[Goal]
Write out the lines of the records below exactly as they appear, starting at the line containing "The component shall point out each instance of the person's" and ending with the line containing "point(23, 216)", both included. Copy only those lines.

[Entries supplied]
★ ★ ★ ★

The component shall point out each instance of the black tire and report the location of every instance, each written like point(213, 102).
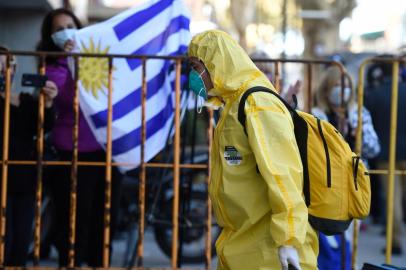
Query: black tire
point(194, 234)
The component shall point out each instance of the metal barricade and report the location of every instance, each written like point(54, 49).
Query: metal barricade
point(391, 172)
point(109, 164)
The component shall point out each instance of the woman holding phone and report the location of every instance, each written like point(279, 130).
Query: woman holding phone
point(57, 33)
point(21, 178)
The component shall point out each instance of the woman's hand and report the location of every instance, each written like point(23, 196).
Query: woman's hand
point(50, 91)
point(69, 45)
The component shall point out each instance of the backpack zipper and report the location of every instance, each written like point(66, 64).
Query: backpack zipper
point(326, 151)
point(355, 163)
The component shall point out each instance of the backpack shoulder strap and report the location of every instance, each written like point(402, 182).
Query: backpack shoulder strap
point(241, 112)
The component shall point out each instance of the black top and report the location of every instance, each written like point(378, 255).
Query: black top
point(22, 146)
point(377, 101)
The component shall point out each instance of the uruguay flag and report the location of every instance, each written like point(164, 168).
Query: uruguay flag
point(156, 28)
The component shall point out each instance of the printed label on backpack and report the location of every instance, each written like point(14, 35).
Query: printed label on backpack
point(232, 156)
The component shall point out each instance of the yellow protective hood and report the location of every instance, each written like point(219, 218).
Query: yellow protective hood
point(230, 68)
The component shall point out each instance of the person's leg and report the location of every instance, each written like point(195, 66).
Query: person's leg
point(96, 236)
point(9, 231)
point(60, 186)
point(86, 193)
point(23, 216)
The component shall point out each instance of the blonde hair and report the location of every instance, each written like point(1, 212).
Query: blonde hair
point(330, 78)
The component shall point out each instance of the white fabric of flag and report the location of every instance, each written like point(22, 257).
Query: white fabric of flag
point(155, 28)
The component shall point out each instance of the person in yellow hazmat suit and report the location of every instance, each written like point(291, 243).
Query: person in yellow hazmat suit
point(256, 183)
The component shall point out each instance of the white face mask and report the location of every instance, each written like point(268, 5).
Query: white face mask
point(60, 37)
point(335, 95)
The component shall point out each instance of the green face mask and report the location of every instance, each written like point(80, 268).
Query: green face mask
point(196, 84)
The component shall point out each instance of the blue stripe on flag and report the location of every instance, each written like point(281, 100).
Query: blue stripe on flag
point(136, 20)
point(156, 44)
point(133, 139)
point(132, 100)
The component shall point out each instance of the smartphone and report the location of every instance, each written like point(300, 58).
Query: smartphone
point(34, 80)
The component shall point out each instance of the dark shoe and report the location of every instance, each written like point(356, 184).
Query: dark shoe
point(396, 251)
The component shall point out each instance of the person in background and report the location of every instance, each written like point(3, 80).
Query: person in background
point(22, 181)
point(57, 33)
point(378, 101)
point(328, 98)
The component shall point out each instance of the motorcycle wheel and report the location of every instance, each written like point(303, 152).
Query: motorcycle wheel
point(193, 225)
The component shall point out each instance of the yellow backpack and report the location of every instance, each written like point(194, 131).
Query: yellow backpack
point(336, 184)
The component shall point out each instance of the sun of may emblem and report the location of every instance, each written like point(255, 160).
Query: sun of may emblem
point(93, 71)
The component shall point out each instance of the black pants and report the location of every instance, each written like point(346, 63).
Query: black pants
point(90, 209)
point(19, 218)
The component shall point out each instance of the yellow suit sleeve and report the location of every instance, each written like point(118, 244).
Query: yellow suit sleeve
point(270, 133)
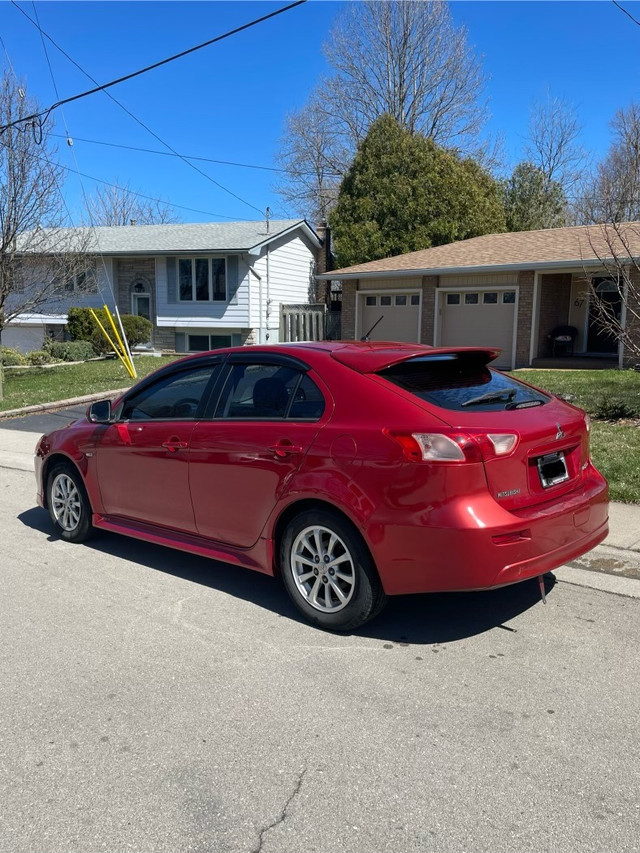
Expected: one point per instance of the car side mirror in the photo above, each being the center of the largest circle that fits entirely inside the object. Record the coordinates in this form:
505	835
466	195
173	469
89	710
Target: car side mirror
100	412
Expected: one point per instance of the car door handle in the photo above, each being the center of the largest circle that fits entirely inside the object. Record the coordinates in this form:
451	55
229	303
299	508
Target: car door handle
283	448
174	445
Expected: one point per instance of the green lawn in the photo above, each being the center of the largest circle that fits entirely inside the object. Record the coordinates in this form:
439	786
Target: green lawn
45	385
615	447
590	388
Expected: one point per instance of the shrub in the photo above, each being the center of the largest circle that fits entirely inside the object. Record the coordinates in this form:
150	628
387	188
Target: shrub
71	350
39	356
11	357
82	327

★ ★ ★ ★

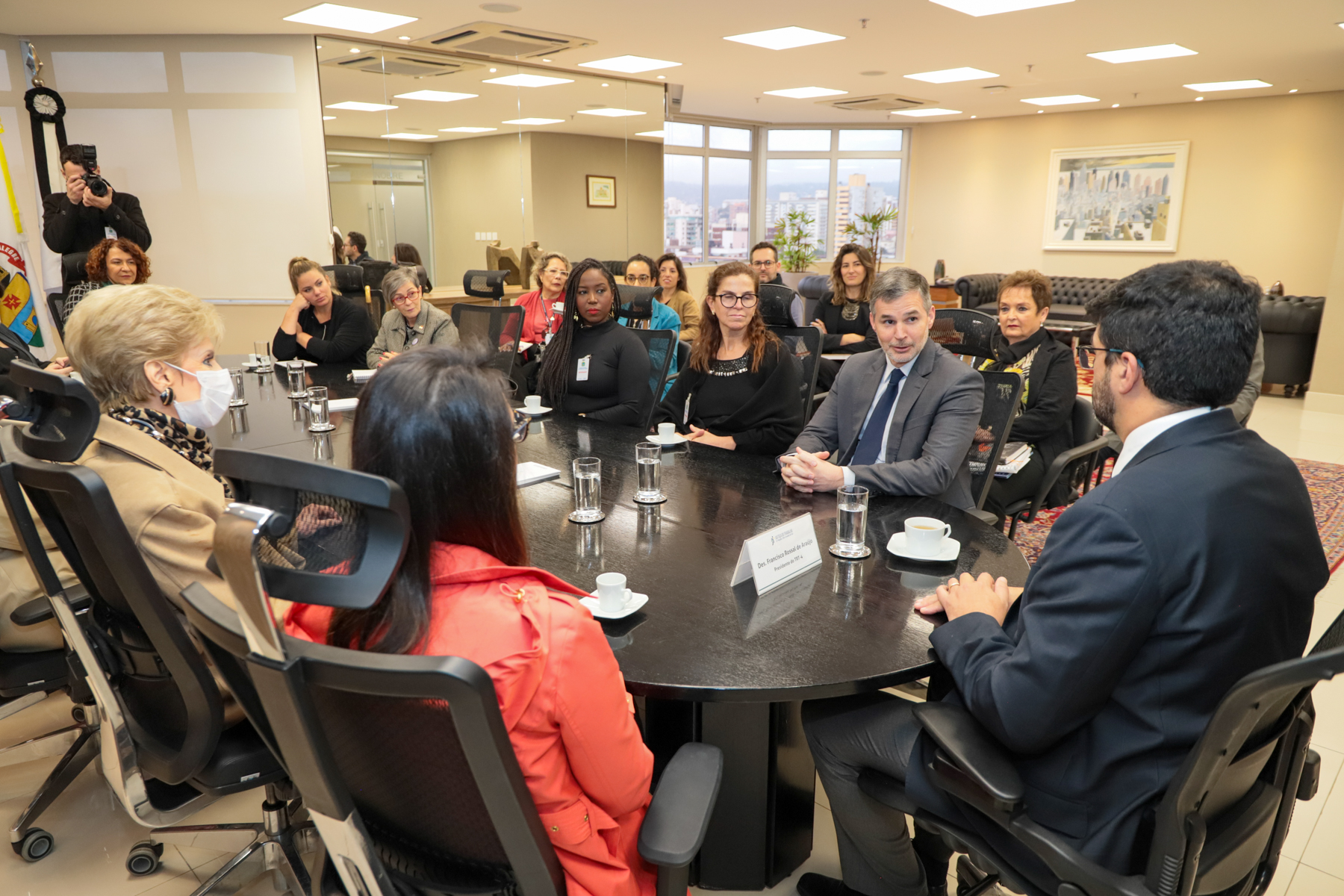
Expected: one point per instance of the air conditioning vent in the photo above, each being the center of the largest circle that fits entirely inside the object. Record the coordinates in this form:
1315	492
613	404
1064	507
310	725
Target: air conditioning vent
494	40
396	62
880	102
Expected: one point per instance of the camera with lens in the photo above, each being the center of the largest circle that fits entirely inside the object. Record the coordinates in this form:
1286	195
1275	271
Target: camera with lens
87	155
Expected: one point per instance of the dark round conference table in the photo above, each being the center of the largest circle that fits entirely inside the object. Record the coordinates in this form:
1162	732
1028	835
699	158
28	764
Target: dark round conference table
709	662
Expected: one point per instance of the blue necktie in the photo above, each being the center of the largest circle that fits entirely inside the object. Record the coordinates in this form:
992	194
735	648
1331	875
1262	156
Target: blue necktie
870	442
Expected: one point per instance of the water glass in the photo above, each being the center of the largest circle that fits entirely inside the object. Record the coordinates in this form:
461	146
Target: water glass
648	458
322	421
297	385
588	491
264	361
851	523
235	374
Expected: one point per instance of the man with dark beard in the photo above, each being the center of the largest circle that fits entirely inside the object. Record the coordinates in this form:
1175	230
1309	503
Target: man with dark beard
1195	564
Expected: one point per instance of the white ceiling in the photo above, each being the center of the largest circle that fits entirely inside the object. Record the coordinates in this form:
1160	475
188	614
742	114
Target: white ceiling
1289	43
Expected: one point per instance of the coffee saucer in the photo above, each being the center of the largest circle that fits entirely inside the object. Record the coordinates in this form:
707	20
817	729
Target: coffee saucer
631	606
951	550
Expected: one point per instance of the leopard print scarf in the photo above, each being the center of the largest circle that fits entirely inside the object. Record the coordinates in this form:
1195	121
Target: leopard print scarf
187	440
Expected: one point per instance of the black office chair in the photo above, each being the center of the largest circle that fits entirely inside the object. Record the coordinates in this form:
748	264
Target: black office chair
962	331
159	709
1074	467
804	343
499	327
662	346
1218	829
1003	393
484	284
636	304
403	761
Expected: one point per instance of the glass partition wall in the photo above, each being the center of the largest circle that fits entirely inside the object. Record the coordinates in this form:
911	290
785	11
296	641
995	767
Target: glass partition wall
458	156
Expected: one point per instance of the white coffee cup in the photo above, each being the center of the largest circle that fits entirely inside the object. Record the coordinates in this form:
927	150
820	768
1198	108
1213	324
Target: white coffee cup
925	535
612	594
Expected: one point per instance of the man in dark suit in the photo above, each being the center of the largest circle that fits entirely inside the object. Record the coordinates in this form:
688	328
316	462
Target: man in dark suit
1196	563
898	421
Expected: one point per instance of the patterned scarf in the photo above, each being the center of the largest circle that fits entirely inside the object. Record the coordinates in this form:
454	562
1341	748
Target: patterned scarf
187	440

★ ★ ★ ★

[Response below]
The component shall point out each instance of the person's leg and report the location of every instance, each written like point(195, 66).
Query: person's leg
point(96, 236)
point(9, 231)
point(60, 186)
point(86, 193)
point(23, 216)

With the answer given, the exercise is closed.